Data listing
* * *
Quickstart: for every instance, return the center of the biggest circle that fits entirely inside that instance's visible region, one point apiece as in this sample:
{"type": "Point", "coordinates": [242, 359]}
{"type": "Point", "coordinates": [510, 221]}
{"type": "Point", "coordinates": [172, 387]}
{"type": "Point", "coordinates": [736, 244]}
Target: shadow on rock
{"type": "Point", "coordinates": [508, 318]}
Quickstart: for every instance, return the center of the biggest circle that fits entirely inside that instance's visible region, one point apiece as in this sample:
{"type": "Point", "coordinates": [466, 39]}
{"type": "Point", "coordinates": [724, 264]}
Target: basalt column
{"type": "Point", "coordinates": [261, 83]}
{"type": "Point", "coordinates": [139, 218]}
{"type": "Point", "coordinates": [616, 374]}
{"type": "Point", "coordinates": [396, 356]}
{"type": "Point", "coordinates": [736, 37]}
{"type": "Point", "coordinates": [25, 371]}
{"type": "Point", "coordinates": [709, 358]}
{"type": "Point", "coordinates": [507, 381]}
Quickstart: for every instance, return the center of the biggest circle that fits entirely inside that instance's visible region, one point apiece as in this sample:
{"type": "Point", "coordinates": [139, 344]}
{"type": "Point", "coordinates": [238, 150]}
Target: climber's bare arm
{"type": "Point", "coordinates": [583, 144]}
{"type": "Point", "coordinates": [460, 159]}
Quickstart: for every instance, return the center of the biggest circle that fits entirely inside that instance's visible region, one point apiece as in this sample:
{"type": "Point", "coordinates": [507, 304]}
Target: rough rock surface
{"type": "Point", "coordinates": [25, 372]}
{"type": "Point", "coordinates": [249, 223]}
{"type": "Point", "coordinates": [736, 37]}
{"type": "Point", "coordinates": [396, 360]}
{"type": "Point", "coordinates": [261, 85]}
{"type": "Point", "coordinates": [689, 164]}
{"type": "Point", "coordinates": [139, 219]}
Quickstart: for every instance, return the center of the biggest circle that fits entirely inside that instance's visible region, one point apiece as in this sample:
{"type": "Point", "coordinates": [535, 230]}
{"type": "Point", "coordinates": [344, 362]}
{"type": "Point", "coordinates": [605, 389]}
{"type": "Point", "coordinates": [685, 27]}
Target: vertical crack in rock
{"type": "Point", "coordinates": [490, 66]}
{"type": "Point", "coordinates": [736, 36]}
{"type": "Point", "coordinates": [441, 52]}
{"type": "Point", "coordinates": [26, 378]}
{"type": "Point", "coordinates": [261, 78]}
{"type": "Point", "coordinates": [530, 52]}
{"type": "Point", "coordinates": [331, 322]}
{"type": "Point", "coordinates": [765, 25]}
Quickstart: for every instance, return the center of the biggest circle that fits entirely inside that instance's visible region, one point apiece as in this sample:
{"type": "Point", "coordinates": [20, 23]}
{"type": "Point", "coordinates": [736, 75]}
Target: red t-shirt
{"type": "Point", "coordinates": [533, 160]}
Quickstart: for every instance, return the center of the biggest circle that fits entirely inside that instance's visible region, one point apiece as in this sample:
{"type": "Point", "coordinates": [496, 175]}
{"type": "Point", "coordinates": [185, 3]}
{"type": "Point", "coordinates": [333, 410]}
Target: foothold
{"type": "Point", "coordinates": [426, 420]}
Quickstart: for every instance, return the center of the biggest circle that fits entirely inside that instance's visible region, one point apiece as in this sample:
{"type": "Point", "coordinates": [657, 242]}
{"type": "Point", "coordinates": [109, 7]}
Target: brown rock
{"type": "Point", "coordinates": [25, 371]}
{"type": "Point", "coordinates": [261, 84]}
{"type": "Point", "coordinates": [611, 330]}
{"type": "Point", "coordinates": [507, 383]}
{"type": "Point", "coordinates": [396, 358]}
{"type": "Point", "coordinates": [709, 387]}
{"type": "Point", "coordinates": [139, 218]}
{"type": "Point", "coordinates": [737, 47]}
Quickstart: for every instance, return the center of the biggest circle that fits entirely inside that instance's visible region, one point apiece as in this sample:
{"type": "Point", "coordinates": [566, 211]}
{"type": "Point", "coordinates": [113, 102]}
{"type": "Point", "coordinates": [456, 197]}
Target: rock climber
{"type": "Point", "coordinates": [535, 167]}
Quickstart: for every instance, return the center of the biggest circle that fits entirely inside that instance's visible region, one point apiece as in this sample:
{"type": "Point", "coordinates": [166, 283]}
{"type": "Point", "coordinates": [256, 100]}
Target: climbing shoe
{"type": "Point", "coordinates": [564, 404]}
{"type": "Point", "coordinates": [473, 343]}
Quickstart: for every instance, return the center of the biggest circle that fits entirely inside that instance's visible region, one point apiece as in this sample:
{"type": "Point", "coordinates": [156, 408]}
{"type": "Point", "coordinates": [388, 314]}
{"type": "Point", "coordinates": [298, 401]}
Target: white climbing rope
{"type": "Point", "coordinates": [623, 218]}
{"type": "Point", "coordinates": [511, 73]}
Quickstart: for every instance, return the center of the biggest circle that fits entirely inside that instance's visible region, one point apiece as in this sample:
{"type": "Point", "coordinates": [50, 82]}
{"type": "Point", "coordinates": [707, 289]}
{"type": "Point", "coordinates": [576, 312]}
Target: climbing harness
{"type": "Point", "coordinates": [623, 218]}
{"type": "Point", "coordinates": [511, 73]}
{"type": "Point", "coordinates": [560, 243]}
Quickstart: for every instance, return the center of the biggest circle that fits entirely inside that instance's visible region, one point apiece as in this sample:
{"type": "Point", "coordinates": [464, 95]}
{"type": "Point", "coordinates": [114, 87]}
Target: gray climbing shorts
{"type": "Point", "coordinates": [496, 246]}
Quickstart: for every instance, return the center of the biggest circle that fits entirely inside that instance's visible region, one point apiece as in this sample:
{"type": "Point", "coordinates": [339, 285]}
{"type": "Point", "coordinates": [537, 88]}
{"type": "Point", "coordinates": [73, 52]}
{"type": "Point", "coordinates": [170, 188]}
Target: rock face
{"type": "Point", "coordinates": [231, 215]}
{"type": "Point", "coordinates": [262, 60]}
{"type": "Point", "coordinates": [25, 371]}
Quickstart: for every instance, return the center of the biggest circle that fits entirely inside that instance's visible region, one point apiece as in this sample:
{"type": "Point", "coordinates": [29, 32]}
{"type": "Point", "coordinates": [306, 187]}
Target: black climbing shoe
* * *
- WHAT THE EXERCISE ASKS: Report each line of the data listing above that contains the string "climber", treating uppercase and lowercase letters as different.

- FINISHED ANSWER:
Target: climber's bare arm
Target: rock climber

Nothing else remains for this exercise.